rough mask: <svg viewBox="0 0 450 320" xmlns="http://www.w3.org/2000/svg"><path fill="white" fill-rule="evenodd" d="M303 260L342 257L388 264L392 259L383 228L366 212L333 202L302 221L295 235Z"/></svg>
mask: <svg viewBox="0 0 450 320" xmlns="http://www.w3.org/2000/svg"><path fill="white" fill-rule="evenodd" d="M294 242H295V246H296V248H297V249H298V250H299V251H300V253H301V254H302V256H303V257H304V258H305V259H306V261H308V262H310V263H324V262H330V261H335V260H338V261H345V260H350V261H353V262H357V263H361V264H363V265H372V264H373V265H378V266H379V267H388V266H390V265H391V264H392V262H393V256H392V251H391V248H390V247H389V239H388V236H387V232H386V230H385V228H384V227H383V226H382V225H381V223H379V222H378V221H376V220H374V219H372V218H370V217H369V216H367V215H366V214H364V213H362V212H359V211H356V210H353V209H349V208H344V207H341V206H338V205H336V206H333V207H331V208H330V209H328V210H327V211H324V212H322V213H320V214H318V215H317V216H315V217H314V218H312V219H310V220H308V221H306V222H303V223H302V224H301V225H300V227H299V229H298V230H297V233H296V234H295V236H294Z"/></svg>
--
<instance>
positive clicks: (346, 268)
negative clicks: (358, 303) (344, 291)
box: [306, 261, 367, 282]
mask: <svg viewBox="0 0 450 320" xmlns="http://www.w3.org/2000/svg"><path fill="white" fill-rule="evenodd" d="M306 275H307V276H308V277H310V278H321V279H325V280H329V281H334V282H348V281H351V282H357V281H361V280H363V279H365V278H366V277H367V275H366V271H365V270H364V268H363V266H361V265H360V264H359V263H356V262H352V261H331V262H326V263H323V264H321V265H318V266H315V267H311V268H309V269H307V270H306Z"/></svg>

■ BRIEF: How many lines in the items above contain the string "clicks"? Reply with the number alone.

■ OUTPUT BELOW: 2